▶ _Your objective_:
Edit the listing from the line containing "[point] every instance of the snorkel tube" through the end of the listing, changing every "whole-number" to "integer" and leaving all else as it is. Return only those edited lines.

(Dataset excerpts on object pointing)

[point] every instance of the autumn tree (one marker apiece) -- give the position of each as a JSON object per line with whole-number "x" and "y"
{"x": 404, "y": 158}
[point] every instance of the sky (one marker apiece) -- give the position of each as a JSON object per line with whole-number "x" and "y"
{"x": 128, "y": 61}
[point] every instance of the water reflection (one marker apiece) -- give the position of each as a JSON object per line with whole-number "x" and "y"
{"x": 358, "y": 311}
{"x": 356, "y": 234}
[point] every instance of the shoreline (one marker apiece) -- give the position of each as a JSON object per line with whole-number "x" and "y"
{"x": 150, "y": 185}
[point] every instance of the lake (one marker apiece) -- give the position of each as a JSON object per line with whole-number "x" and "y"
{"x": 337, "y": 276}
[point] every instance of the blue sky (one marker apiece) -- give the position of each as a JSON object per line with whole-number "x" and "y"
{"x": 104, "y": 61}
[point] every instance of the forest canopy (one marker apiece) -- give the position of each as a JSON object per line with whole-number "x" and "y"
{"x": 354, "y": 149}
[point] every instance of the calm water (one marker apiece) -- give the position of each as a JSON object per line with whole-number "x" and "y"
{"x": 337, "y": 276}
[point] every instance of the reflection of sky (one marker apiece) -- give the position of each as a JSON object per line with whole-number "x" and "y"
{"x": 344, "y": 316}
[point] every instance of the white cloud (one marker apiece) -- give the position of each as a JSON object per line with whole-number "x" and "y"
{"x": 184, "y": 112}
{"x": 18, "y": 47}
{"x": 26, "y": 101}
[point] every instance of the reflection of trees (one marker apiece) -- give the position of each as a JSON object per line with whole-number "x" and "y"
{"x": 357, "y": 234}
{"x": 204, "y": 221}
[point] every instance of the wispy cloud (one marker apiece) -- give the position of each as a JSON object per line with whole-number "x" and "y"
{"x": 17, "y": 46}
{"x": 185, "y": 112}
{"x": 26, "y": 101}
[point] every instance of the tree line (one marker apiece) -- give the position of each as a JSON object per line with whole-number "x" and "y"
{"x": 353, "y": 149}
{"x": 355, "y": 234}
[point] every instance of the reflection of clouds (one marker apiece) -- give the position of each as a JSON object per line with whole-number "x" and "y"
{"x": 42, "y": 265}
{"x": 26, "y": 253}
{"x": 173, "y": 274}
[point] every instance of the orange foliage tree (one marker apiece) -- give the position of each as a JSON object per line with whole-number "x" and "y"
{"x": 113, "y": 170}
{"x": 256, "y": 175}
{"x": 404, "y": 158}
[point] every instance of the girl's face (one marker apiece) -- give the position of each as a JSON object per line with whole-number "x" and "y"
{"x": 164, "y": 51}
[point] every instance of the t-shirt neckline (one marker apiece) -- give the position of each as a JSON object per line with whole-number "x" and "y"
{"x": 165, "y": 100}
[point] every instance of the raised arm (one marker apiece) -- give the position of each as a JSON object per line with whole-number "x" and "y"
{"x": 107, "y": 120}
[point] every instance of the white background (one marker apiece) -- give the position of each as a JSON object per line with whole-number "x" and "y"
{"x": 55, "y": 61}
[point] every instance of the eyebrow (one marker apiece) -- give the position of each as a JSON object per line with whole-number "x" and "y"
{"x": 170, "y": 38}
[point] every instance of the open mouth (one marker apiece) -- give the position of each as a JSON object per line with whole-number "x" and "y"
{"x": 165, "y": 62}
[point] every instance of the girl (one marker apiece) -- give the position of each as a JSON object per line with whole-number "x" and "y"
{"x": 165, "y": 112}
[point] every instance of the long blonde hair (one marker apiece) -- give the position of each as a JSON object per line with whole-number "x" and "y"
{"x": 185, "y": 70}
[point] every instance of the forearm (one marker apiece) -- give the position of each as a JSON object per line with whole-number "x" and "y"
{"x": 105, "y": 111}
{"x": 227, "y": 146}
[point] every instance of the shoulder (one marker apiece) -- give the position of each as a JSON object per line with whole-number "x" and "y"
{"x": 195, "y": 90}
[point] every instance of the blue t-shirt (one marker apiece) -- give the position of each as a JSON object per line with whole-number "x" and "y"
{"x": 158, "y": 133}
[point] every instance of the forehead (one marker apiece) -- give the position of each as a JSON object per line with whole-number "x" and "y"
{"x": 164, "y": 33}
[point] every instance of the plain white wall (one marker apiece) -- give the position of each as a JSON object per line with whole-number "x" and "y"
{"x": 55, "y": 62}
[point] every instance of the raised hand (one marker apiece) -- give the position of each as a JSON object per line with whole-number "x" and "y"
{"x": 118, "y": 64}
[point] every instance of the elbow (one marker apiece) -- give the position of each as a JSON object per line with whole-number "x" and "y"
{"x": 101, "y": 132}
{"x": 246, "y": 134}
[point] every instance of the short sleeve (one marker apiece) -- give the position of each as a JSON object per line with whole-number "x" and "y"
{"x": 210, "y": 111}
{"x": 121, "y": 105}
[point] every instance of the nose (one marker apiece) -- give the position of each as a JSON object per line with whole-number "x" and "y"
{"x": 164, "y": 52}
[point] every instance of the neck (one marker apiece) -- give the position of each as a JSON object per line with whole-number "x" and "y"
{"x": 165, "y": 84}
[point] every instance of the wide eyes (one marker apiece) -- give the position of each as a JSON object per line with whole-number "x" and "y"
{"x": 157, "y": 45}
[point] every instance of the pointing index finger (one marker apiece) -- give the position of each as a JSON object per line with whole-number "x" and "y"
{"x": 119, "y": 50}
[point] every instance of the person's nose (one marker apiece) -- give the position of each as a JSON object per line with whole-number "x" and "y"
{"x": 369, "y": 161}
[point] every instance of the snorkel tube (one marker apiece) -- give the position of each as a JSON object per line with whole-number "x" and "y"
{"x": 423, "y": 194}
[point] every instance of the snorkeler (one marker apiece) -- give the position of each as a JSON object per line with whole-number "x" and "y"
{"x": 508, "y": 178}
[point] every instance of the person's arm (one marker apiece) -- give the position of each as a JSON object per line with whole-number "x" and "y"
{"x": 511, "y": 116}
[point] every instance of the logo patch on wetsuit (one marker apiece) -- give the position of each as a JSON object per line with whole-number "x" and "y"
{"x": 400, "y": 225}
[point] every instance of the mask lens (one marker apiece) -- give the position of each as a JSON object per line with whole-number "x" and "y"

▶ _Response below_:
[point] every instance of the snorkel tube (one marker apiece) -- give the position of each as a JSON object per line with integer "x" and "y"
{"x": 423, "y": 194}
[point] every instance of the snorkeler (one marker apiece) -- give the position of each as a JSON object per line with integer "x" and "y"
{"x": 508, "y": 178}
[point] every instance of the person's arm (one marker apiece) -- give the position of each as a JSON object per line with integer "x" and "y"
{"x": 511, "y": 116}
[point] every instance of the logo patch on wetsuit (one marker apiece) -- give the position of each as a JSON object per line with integer "x" and "y"
{"x": 400, "y": 225}
[point] every instance of the mask lens (one marker apiece) -- give the position of each as a JSON object per line with integer "x" and "y"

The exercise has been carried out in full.